> _AUFGABEN_:
(1) Gib nur die Anzahl der Zeilen in den Datensätzen an, die das Wort „metal“ enthalten.
(2) Bitte führe den Text über die Cantor-Menge nach seinem letzten Satz weiter.

> _ZITIERTER ABSCHNITT_:
Cantor-Menge und Cantor-Funktion
Jede nichtleere offene Menge U enthält ein Intervall positiver Länge, d. h., es gibt a < b mit ] a, b [ ⊆ U. Wir betrachten folgende Frage:
Enthält jede überabzählbare abgeschlossene Menge ein Intervall positiver Länge?
Die Antwort ist nein. Ein Gegenbeispiel liefert eine von Cantor entdeckte Menge, die durch wiederholtes Entfernen von offenen mittleren Drittelintervallen von [ 0, 1 ] definiert werden kann. Wir setzen hierzu
C0 = [ 0, 1 ]
und entfernen aus C0 das offene mittlere Drittelintervall ] 1/3, 2/3 [. Wir erhalten so
C1 = [ 0, 1/3 ] ∪ [ 2/3, 1 ].
Nun entfernen wir aus C1 die beiden offenen mittleren Drittelintervalle und erhalten
C2 = [ 0, 1/9 ] ∪ [ 2/9, 3/9 ] ∪ [ 6/9, 7/9 ] ∪ [ 8/9, 1 ].
So fortfahrend erhalten wir abgeschlossene Teilmengen
C0 ⊇ C1 ⊇ … ⊇ Cn ⊇ …
des Intervalls [ 0, 1 ]. Wir definieren nun:
Definition (Cantor-Menge)
Die Menge C = ⋂n Cn heißt die Cantor-Menge.
Die wichtigsten Eigenschaften der Cantor-Menge sind:
Satz (über die Cantor-Menge)
(a) | C ist perfekt. |
(b) | C ist überabzählbar. Genauer gilt |C| = |ℝ|. |
(c) | C enthält kein Intervall [ a, b ] mit a < b. |
(d) | bd(C) = C. |
Beweis
zu (a): Da alle Cn abgeschlossen sind, ist auch ihr Durchschnitt C abgeschlossen. Ist P die Menge der Randpunkte der Intervalle der Mengen Cn, so ist P ⊆ C und jedes Element von C ist ein Häufungspunkt von P, sodass P′ = C. Damit ist C perfekt.

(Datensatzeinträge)
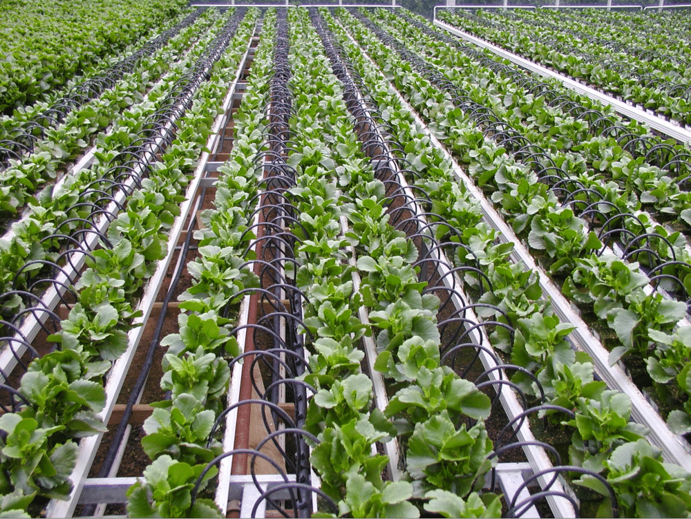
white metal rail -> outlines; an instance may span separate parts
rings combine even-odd
[[[444,156],[451,161],[453,173],[459,181],[462,182],[480,202],[484,220],[493,227],[502,239],[514,244],[512,259],[522,263],[526,268],[538,273],[540,286],[545,297],[551,300],[552,306],[560,321],[569,322],[576,329],[571,332],[569,339],[574,344],[583,351],[587,352],[593,359],[596,372],[611,389],[616,389],[629,395],[632,402],[632,417],[637,423],[642,424],[650,430],[649,438],[652,444],[663,451],[665,460],[677,463],[687,470],[691,469],[691,451],[683,438],[670,431],[664,420],[652,408],[641,390],[634,384],[631,379],[618,366],[609,366],[609,352],[602,346],[600,340],[591,332],[579,313],[562,294],[561,291],[550,281],[547,274],[535,262],[525,246],[515,236],[513,229],[504,222],[500,215],[487,201],[482,191],[458,165],[446,147],[434,135],[424,122],[419,117],[415,108],[397,91],[401,104],[415,117],[417,124],[428,135],[433,145],[441,150]],[[502,392],[504,393],[504,392]]]
[[[207,149],[214,149],[218,139],[218,133],[221,127],[221,124],[224,120],[225,114],[229,108],[232,102],[233,95],[235,93],[240,75],[242,74],[242,71],[245,66],[245,60],[247,59],[247,53],[249,53],[249,44],[250,44],[248,43],[248,48],[245,51],[245,57],[240,60],[235,79],[233,82],[229,90],[228,94],[224,100],[223,110],[221,111],[220,115],[216,118],[216,120],[214,122],[211,135],[209,138],[207,142]],[[202,154],[199,163],[193,174],[193,180],[190,182],[187,189],[186,200],[181,206],[180,214],[176,218],[170,233],[169,234],[169,244],[178,243],[180,240],[180,237],[183,230],[183,226],[190,214],[191,208],[195,204],[197,194],[200,189],[202,187],[202,178],[204,177],[205,173],[207,170],[206,164],[209,160],[209,153],[208,151],[205,151]],[[149,316],[151,315],[159,288],[160,287],[164,277],[168,271],[168,267],[170,265],[175,252],[175,247],[169,246],[168,254],[167,254],[165,258],[159,262],[156,271],[147,283],[146,287],[144,290],[144,295],[142,297],[140,304],[138,305],[138,310],[141,310],[143,314],[140,317],[135,319],[134,321],[135,325],[143,325],[146,323]],[[115,362],[113,369],[108,375],[108,382],[106,386],[106,404],[105,408],[99,415],[100,417],[103,419],[104,423],[108,423],[110,415],[115,406],[115,400],[117,399],[117,395],[119,395],[120,389],[124,384],[125,377],[129,370],[130,365],[134,357],[134,353],[136,352],[139,342],[144,334],[144,326],[138,325],[137,328],[129,332],[128,334],[129,343],[127,351]],[[96,452],[98,450],[98,446],[100,444],[102,437],[103,434],[102,433],[95,436],[91,436],[87,438],[84,438],[79,442],[77,466],[73,472],[71,476],[75,488],[68,500],[62,501],[53,500],[50,501],[48,508],[46,509],[47,517],[70,517],[74,513],[75,508],[76,507],[77,503],[103,502],[102,501],[94,500],[94,498],[90,499],[88,496],[84,496],[84,498],[82,498],[82,493],[84,488],[86,488],[88,491],[90,491],[92,488],[93,488],[91,485],[86,485],[85,487],[85,482],[88,481],[86,478],[88,474],[88,471],[90,470],[91,464],[95,457]],[[109,480],[118,480],[122,478],[115,478],[105,479]],[[115,482],[113,482],[115,483]],[[115,487],[120,488],[120,487],[117,484],[115,485]],[[129,487],[127,488],[129,488]],[[126,488],[125,488],[125,490],[126,490]],[[120,497],[123,496],[124,494],[122,494]],[[121,499],[120,501],[115,502],[122,502],[125,500],[126,500],[126,499]]]
[[[514,54],[513,53],[505,50],[501,47],[494,45],[493,44],[491,44],[489,41],[486,41],[484,39],[478,38],[476,36],[473,36],[473,35],[466,32],[465,31],[457,29],[455,27],[442,21],[441,20],[435,19],[434,24],[455,36],[462,38],[466,41],[470,41],[471,43],[482,47],[482,48],[486,48],[491,51],[500,57],[509,59],[512,63],[518,65],[526,70],[538,74],[543,77],[549,77],[556,79],[560,82],[567,88],[576,91],[579,94],[586,95],[590,99],[598,101],[605,106],[611,106],[614,110],[625,117],[633,119],[644,124],[647,124],[661,133],[668,135],[669,137],[676,139],[681,142],[691,144],[691,130],[676,126],[676,124],[674,124],[669,121],[666,121],[661,117],[652,115],[645,110],[642,110],[636,106],[632,106],[632,105],[628,104],[623,101],[620,101],[611,95],[603,93],[591,86],[584,85],[582,83],[579,83],[578,81],[572,79],[570,77],[567,77],[562,74],[551,70],[547,67],[542,66],[542,65],[538,65],[538,64],[531,62],[529,59],[526,59],[525,58]]]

> _ANTWORTEN JE AUFGABE_:
(1) 1

(2)
zu (b): Für jede 0-1-Folge (bn)n ≥ 1 definieren wir Teilintervalle Dn der Mengen Cn, indem wir D0 = C0 setzen und rekursiv Dn + 1 als das linke oder rechte Drittelintervall von Dn definieren, je nach dem, ob bn = 0 oder bn = 1 gilt. Jeder 0-1-Folge können wir so ein Element von C zuordnen, nämlich das eindeutige Element im Durchschnitt aller Intervalle Dn. Diese Zuordnung liefert eine Bijektion zwischen allen 0-1-Folgen und C. Da es zudem eine Bijektion zwischen ℝ und allen 0-1-Folgen gibt, ist C gleichmächtig zu ℝ.
zu (c): Sei ε > 0, und sei n derart, dass (2/3)n < ε. Dann enthält Cn kein Intervall der Länge ε. Also enthält auch C ⊆ Cn kein solches Intervall.
zu (d): Nach (a) und (c) gilt
bd(C) = cl(C) − int(C) = C − ∅ = C.
Die Cantor-Menge lässt sich auch mit Hilfe der 3-adischen Entwicklung reeller Zahlen elegant darstellen:
Satz (3-adische Darstellung der Cantor-Menge)
C = | { x ∈ [ 0, 1 ] | x besitzt eine 3-adische Darstellung, in der nur die Ziffern 0 und 2 vorkommen } = |
{ ∑k ≥ 1 ak/3k | (ak)k ≥ 1 ist eine Folge in { 0, 2 } }. |
Zum Beweis des Satzes ordnet man in Analogie zum Beweis von (b) jedem Element x von C eine 0-2-Folge zu, die den links-rechts-Pfad beschreibt, der innerhalb der Mengen Cn zu x führt. Wir diskutieren diese Darstellung in den Ergänzungen E4 genauer.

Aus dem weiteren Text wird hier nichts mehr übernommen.